MATERIAL SHOWN:
════════

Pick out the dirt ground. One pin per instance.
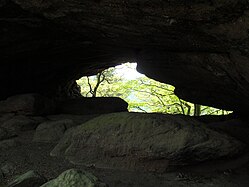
(35, 156)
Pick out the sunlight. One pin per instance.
(128, 71)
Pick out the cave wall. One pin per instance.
(199, 46)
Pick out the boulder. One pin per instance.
(27, 104)
(52, 131)
(29, 179)
(92, 105)
(148, 142)
(75, 178)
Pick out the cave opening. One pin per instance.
(142, 93)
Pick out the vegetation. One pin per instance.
(142, 94)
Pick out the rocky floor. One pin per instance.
(35, 156)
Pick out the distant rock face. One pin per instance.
(148, 142)
(27, 104)
(92, 105)
(29, 179)
(75, 178)
(201, 47)
(52, 131)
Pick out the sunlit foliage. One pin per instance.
(142, 94)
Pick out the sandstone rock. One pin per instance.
(77, 119)
(150, 142)
(52, 131)
(93, 105)
(27, 104)
(75, 178)
(29, 179)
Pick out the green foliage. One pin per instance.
(142, 94)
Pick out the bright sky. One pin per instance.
(128, 71)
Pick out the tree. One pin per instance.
(142, 94)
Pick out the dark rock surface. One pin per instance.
(27, 104)
(201, 47)
(149, 142)
(92, 105)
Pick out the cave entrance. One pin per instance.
(140, 92)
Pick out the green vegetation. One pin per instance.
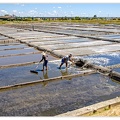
(77, 19)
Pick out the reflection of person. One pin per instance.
(45, 59)
(65, 60)
(45, 75)
(63, 73)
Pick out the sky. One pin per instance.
(60, 9)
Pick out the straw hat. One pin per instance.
(43, 53)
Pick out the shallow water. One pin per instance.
(22, 59)
(106, 59)
(14, 52)
(5, 47)
(53, 98)
(10, 76)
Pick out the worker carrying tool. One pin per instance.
(45, 59)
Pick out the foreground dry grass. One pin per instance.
(114, 111)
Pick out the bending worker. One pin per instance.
(66, 59)
(45, 59)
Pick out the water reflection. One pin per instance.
(64, 72)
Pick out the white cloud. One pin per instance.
(54, 11)
(14, 11)
(3, 11)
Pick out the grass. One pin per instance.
(93, 21)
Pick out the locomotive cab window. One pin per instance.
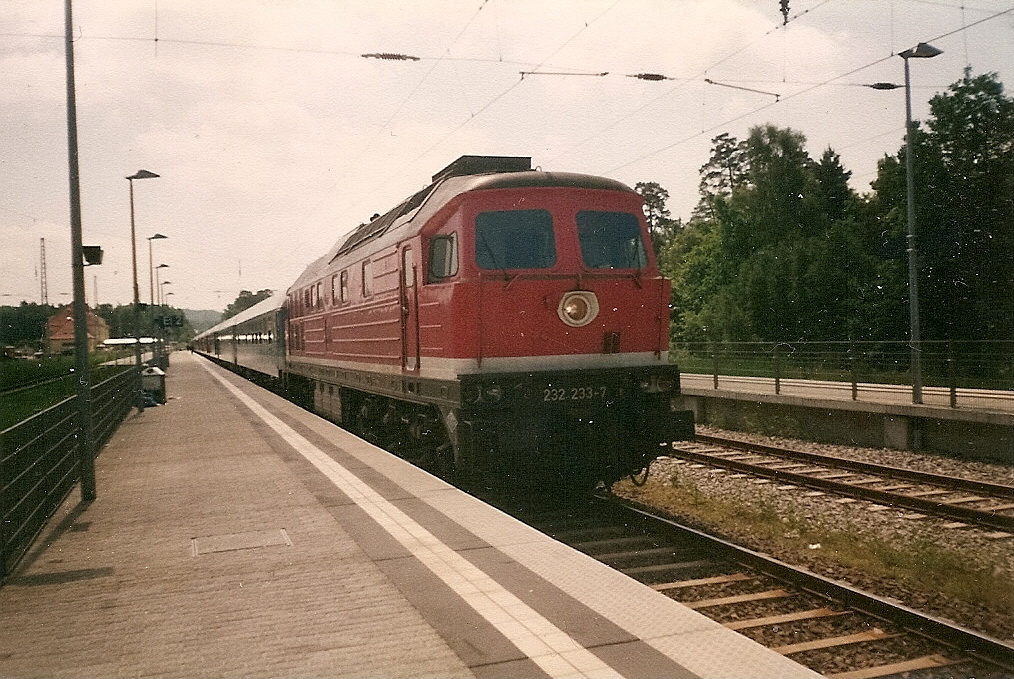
(610, 240)
(443, 257)
(515, 239)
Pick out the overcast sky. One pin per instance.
(274, 136)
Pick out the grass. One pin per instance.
(921, 567)
(18, 406)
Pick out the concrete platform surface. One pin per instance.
(235, 534)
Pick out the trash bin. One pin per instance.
(153, 383)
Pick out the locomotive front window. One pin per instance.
(610, 240)
(515, 239)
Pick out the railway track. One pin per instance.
(830, 627)
(988, 506)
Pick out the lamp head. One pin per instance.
(143, 174)
(921, 51)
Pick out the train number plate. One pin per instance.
(553, 394)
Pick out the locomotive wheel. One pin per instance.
(640, 477)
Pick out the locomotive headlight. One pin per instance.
(578, 308)
(656, 384)
(472, 393)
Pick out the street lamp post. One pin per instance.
(151, 279)
(140, 174)
(85, 450)
(158, 286)
(921, 51)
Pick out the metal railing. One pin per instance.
(957, 367)
(39, 462)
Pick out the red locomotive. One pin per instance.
(503, 323)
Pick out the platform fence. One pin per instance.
(956, 366)
(40, 463)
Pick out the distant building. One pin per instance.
(60, 330)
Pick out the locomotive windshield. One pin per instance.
(610, 240)
(515, 239)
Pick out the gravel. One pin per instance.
(990, 550)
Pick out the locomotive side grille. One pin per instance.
(610, 343)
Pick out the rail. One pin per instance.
(39, 462)
(966, 372)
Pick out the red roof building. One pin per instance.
(60, 330)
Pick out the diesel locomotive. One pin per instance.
(503, 324)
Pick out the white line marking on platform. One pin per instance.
(548, 646)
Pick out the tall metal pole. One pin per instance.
(151, 278)
(85, 453)
(139, 392)
(910, 177)
(140, 174)
(921, 51)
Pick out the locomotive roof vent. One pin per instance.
(483, 165)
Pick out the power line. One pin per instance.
(799, 93)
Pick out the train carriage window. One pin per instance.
(367, 278)
(443, 257)
(515, 239)
(408, 268)
(610, 240)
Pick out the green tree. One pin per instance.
(245, 300)
(661, 226)
(964, 202)
(725, 170)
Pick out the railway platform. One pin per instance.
(234, 534)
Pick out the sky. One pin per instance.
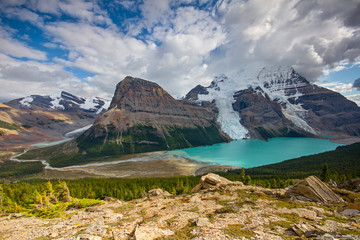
(87, 47)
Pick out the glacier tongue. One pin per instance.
(222, 92)
(274, 82)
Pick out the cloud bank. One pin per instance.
(87, 47)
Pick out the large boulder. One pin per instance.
(212, 180)
(158, 192)
(351, 185)
(313, 189)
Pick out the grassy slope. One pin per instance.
(96, 150)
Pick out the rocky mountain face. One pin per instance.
(143, 117)
(279, 102)
(216, 209)
(45, 118)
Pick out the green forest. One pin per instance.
(49, 198)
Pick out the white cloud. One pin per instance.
(355, 98)
(171, 42)
(15, 48)
(339, 87)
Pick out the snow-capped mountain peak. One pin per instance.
(282, 84)
(221, 91)
(63, 102)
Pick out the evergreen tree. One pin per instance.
(242, 175)
(247, 180)
(324, 176)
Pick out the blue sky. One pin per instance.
(87, 47)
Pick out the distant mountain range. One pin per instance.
(65, 102)
(142, 116)
(38, 118)
(278, 102)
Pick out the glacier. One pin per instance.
(271, 81)
(222, 90)
(26, 102)
(274, 82)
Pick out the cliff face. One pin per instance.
(144, 117)
(278, 102)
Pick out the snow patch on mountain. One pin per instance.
(222, 91)
(275, 82)
(26, 102)
(55, 103)
(95, 103)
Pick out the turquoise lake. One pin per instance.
(252, 152)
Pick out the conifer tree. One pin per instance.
(324, 176)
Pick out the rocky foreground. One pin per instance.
(217, 209)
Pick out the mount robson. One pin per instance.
(275, 102)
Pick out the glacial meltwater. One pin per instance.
(252, 152)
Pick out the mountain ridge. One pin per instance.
(279, 102)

════════

AIM: Reproduce verbatim every line of the entries from the one containing "Pick out the turquoise" up to and including the final line of the entries.

THE RESULT:
Pick out the turquoise lake. One pin per instance.
(252, 152)
Pick out the conifer tree. One pin per instance.
(324, 176)
Pick out the rocky foreground. One pin per instance.
(217, 209)
Pick out the mount robson. One pin per instance.
(275, 102)
Pick out the glacial meltwater. One pin per instance.
(252, 152)
Pick out the mountain ridge. One pin per instance.
(279, 102)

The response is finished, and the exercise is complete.